▸ TASKS TO PERFORM
**A)** According to the sports integrity article, what name will the new National Sports Integrity Commission go by?
**B)** Extend the sports integrity article with further paragraphs that pick up after its final one.

▸ TEXT PASSAGE
Extended powers for sport integrity investigators
The Morrison government will overhaul the sports integrity and anti-corruption framework.
The Morrison government will overhaul the sports integrity and anti-corruption framework by establishing a national, ICAC-style body to expose drug cheats and match-fixers and better protect sporting competitions from global crime syndicates.
Athletes accused of doping will lose the right to silence and a newly created National Sports Integrity Commission will gain the powers of a law enforcement body — including access to phone and electronic surveillance. Match-fixing will become a federal crime under the proposed changes.
In its response to a review of Australia’s sports integrity arrangements chaired by corruption-busting jurist James Wood QC, the government will trial a stand-alone, Australian sports court to hear doping cases and other disputes involving Australian athletes.
The government noted but rejected a Wood recommendation to lift a prohibition on online, in-play sports betting; a proposed reform aimed at regulating a fast-growing form of betting that is offered by offshore gambling companies.
The Wood report noted that global betting through regulated bookmakers was dwarfed by an offshore gambling market with an estimated annual turnover of between $US500 billion ($704bn) and $US2 trillion.
In its detailed response to the Wood recommendations, the government concedes that sports integrity is beyond the control of any single agency.
“The nature of sports corruption is evolving at an unprecedented rate due to the immense commercialisation of sport and sporting organisations and accelerating technological advancement,’’ it warns.
The overhaul will be announced today by Sports Minister Bridget McKenzie, who said the improved anti-corruption framework would increase public confidence in the integrity of sport following recent match-fixing scandals in soccer and tennis, doping scandals in the NRL and AFL and the sandpaper cheating scandal that engulfed the Australian Test cricket team.
“In particular, we want parents to know their children are protected and be confident the sports in which they participate are clean, fair and safe,’’ Senator McKenzie said.
Under the proposed changes, the Australian Sports Anti-Doping Authority and the National Integrity of Sport Unit, located within the Department of Health, will be housed within the new NSIC, to be called Sport Integrity Australia.
It is proposed that over time, sports integrity specialist units with state and federal policy agencies will also be shifted to Sport Integrity Australia, creating a single, national body to investigate corruption in sport.
Australia’s decision to join the Macolin Convention, a European treaty on sports integrity, will enable investigators attached to Sport Integrity Australia to share information with Interpol and national anti-corruption agencies across Europe. Senator McKenzie signed the treaty earlier this month.

▸ GIVEN DATA
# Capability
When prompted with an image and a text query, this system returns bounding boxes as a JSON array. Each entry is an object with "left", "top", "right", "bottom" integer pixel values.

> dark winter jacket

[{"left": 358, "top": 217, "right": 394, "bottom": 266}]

▸ PER-TASK OUTPUTS
**A)** Sport Integrity Australia

**B)**
A National Sports Tribunal will be trialled for two years, creating a national jurisdiction for Australian athletes and sports with limited resources to resolve their cases, rather than having to meet the expense of a hearing before the Swiss-based International Court of Arbitration for Sport.
The tribunal will run on an opt-out basis for doping matters and opt-in basis for all other disputes.
This will allow the big professional sports opposed to the creation of a domestic sports court — the AFL, NRL, cricket, rugby, football, tennis and netball — to sidestep the new jurisdiction in favour of their own disciplinary bodies.
In response to recommendations by the Wood inquiry to strengthen Australia’s anti-doping powers and resources, legislation will be introduced to give ASADA chief executive David Sharpe greater discretion to comment on cases before his organisation and apply more lenient penalties to athletes who complete below the elite level.
Under current anti-doping rules, amateur or country footballers who inadvertently take a banned substance face a mandatory four years on the sidelines, despite many of them not having ready access to anti-doping education.
The removal of an athlete’s privilege against self-incrimination is likely to be opposed by powerful player associations and international player unions.
However, it will enable Sports Integrity Australia to investigate athletes independently from the governing bodies of the sports in which they compete.
Australia’s largest and most significant anti-doping investigation, the protracted probe into the use of banned peptides at AFL and NRL clubs, was compromised by ASADA’s use of AFL contractual powers to conduct coercive interviews of footballers suspected of doping.